# What you will do
Rewrite the data from its first line through the line containing "[(288, 435)]", replacing "marker" with "dot" and leaving everything else unchanged.

Extracted records
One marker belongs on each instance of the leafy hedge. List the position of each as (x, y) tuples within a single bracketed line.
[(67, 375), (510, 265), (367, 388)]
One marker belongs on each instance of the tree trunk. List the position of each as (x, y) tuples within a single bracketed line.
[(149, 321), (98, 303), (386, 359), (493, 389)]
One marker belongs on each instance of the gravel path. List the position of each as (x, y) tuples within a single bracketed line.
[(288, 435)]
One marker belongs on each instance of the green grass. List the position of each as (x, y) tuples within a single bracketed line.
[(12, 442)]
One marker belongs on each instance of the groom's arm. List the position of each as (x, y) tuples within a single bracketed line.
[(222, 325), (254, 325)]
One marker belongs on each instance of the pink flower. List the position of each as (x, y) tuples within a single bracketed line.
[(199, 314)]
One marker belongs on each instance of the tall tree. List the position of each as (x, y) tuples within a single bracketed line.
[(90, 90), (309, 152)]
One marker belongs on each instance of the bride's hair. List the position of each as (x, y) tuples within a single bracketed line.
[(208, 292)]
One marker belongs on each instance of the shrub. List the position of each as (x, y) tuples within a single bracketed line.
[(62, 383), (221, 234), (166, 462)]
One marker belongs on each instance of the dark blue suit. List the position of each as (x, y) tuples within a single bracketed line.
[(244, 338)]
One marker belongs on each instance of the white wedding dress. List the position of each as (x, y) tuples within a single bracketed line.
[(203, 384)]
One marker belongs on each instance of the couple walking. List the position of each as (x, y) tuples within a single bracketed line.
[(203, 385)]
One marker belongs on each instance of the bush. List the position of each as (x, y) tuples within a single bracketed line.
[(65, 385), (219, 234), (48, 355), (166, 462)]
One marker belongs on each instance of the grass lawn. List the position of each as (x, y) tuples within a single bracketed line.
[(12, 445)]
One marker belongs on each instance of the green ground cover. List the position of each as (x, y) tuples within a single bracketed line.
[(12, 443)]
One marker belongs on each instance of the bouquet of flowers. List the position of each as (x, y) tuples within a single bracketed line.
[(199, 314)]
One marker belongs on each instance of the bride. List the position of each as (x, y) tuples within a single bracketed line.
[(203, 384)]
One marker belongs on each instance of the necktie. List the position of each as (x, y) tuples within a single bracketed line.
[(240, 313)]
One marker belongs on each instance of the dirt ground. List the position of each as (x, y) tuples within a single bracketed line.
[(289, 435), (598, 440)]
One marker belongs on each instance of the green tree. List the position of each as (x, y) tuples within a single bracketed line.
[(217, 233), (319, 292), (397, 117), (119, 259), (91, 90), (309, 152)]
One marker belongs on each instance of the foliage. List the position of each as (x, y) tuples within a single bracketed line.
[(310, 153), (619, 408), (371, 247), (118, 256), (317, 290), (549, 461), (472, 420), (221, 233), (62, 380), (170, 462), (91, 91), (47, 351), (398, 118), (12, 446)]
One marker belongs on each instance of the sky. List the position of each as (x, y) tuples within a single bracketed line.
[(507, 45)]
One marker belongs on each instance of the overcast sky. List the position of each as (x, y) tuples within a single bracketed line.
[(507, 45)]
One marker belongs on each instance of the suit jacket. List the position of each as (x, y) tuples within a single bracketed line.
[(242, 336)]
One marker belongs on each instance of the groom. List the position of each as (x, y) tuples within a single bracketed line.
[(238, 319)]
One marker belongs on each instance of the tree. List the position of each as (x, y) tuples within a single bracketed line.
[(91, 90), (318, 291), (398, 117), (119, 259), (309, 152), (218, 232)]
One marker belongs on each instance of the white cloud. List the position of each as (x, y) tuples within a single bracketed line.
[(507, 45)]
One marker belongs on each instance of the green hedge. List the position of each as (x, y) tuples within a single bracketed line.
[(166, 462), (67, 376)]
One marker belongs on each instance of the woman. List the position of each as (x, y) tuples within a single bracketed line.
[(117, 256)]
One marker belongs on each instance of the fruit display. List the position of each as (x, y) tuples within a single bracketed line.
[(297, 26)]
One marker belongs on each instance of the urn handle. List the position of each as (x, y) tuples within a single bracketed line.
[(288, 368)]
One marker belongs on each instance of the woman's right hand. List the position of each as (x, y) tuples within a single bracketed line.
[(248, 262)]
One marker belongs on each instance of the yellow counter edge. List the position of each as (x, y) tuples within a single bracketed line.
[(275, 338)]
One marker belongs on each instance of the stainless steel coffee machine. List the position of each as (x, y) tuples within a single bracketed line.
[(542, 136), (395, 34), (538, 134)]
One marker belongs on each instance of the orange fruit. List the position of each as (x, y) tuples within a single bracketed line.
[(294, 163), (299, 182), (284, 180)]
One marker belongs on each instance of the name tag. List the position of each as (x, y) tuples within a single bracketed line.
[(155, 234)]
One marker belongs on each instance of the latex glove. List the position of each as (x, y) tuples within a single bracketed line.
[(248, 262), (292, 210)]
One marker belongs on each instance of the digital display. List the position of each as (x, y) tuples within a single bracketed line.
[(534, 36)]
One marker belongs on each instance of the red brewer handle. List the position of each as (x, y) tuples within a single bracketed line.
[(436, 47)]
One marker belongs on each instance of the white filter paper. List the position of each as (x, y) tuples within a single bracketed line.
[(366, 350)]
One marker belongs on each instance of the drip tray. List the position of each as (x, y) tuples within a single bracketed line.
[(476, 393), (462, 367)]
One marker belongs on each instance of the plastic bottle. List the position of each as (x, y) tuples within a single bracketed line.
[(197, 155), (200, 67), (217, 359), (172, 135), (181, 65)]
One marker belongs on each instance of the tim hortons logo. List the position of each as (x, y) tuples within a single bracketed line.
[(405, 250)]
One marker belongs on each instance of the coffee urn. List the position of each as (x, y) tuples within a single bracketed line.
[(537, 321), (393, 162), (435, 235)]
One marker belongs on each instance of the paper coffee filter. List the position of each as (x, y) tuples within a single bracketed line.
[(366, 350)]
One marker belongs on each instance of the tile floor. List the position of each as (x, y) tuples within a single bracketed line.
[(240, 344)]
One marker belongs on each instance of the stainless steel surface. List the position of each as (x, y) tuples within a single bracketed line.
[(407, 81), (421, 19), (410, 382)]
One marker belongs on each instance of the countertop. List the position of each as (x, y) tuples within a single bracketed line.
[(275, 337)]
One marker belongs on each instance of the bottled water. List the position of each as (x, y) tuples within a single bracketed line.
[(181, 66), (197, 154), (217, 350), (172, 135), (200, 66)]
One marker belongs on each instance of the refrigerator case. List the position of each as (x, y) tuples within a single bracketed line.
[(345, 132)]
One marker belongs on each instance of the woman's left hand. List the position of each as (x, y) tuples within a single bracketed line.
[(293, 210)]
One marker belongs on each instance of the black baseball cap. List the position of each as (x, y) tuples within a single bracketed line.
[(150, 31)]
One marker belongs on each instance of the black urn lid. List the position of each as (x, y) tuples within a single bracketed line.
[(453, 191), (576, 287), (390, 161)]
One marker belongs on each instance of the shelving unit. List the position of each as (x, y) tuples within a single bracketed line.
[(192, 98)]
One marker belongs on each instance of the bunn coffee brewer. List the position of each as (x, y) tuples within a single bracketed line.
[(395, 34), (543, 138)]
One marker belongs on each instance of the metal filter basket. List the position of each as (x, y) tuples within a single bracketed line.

# Expected answer
One dot belongs on each instance of the leafy hedge. List the position of each as (x, y) tuples within a single bracketed line.
[(67, 375), (510, 265), (367, 388)]
One dot belongs on each instance of the tree trunk. List the position of each as (x, y) tuples within a single bracketed line.
[(149, 321), (98, 303), (386, 359), (493, 389)]
One dot belongs on each instance of the gravel path. List the position of each as (x, y) tuples within a single bracketed line.
[(288, 435)]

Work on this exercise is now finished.